### KUTIPAN PILIHAN

Jakarta, JurnalBabel.com – Ahli hukum pidana Universitas Al Azhar Indonesia, Suparji Achmad, sepakat keberadaan Badan Narkotika Nasional atau BNN dievaluasi atau bahkan dibubarkan seperti yang diusulkan oleh para anggota komisi hukum DPR. Namun ia lebih sepakat keberadaan BNN dilebur atau digabungkan ke institusi Polri.
Pasalnya, lanjut Suparji, disetiap Polda ada direktorat narkoba. Sehingga, tidak perlu lagi ada lembaga lainnya. Hal itu kata Suparji juga sejalan dengan pernyataan Presiden Jokowi yang menginginkan debirokratitasi dalam periode kedua pemerintahannya.
“Menurut saya dilebur saja bersama Polri, debirokratisasi. Meskipun sebenarnya negara ini apa. Ada kesenjangan antara suara dan pilihan tidak jelas. Misalnya debirokratisasi, tetapi wakil menteri diperbanyak. Pola-pola seperti itu tidak ada konsistensi,” ujar Suparji Achmad di Jakarta, Jumat (22/11/2019).
Dijelaskannya bahwa BNN merupakan lembaga yang mempunyai otoritas yang strategis dalam pemberantasan narkotika. Logikanya, sebut dia, dengan adanya BNN seharusnya kejahatan narkoba itu berkurang.

### DATA
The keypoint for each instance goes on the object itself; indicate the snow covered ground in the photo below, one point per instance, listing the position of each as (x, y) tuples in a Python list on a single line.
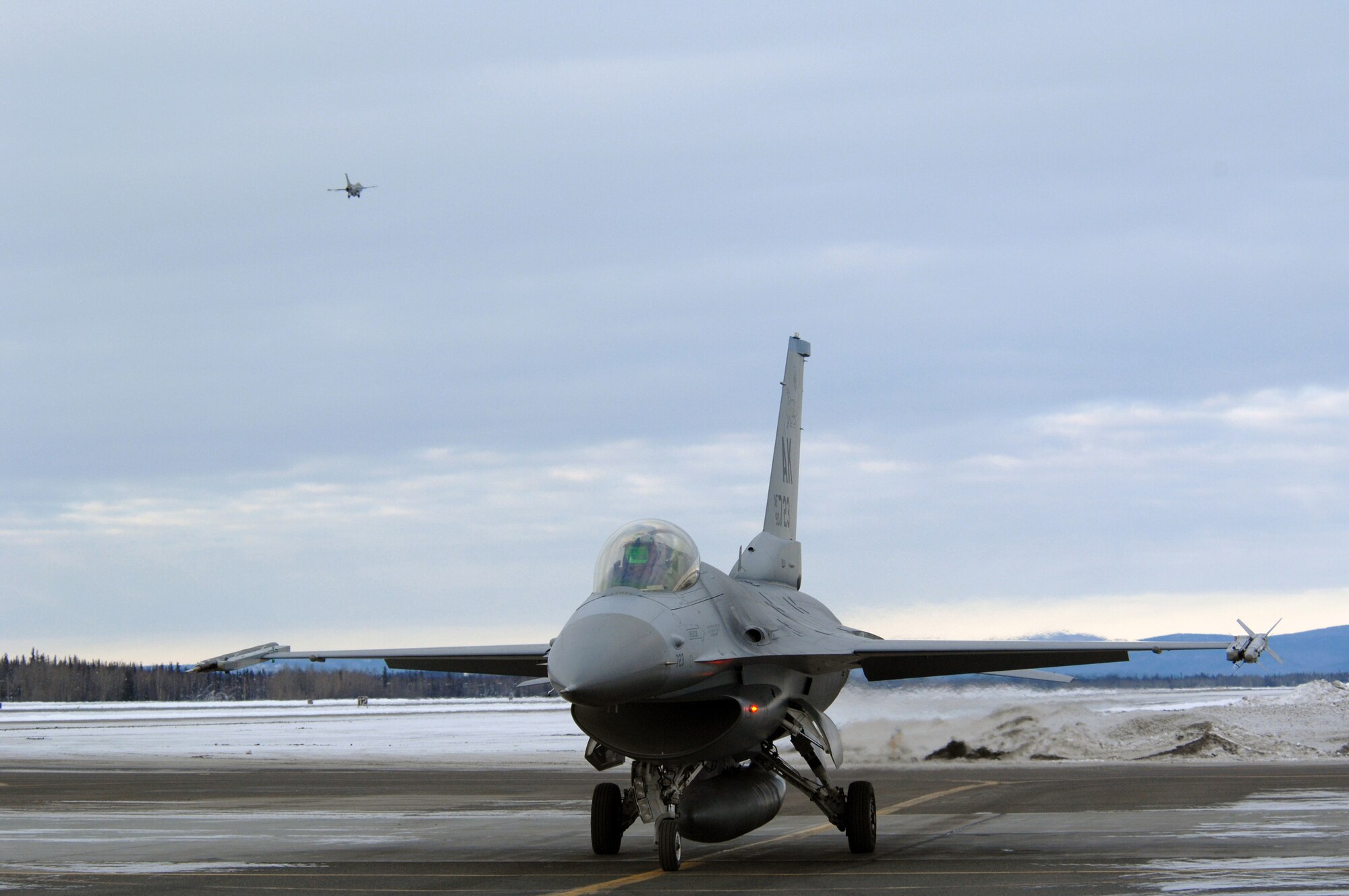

### TUJUAN A
Dalam teks tentang BNN, Suparji Achmad lebih setuju BNN dilebur ke institusi apa?
### TUJUAN B
Tolong jelaskan dalam satu sampai tiga kalimat alasan Suparji menganggap BNN cukup digabungkan ke Polri, sesuai teks tentang BNN.
### TUJUAN C
Teruskan teks tentang BNN mulai dari kalimat sesudah kalimat terakhirnya.

### JAWABAN AKHIR A
Ke institusi Polri.

### JAWABAN AKHIR B
Menurut Suparji, setiap Polda sudah memiliki direktorat narkoba, sehingga lembaga lain tidak diperlukan lagi. Selain itu, penggabungan tersebut sejalan dengan keinginan Presiden Jokowi akan debirokratisasi pada periode kedua pemerintahannya.

### JAWABAN AKHIR C
“Tapi dimana-mana, 80 persen di pengadilan, lapas, itu di isi kasus kejahatan narkoba. Jadi persoalannya dimana? Itu yang harus dipertanggungjawabkan BNN. Tidaknya hanya menyelesaikan, tapi mengurai masalah dan juga berkoordinasi dengan lembaga lain. Faktanya kenapa itu bisa terjadi?,” katanya mempertanyakan.
Menurut Suparji, perlu ada sebuah standarisasi terukur apabila nantinya ingin tetap mempertahankan keberadaan BNN. Misalnya, sejak kapan BNN berdiri. Lalu setelah berdiri, apakah ada perubahan atau tidak yang signifikan dalam pemberantasan narkotika di Indonesia.
Apabila yang terjadi justru peredaran narkotika semakin marak, padahal anggaran yang dikeluarkan besar, maka kata Suparji sebaiknya BNN dilebur ke Polri.
“Jadi saya setuju dengan evaluasi secara konkrit kinerja BNN itu. Dari hasil evaluasi itu dilakukan apakah di integrasikan dengan lembaga yang lain atau diperkuat keberadaannya. Jangan sampai kita berperang melawan narkoba, tapi faktanya masih seperti ini,” tegasnya memaparkan.
Adanya penilaian berbagai kalangan bahwa BNN menjadi “tempat parkir” atau bagi-bagi jabatan bagi para jenderal polisi, Suparji menilai hal itu ada faktanya.
“Akar persoalannya narkotika ini dimana? Semua seleksi jabatan pakai bebas narkoba, ini jadi birokrasi mekanisme baru, tapi tidak menjamin bebas narkoba. Jadi perlu evaluasi menyeluruh terkait keberadaan BNN,” tegasnya kembali.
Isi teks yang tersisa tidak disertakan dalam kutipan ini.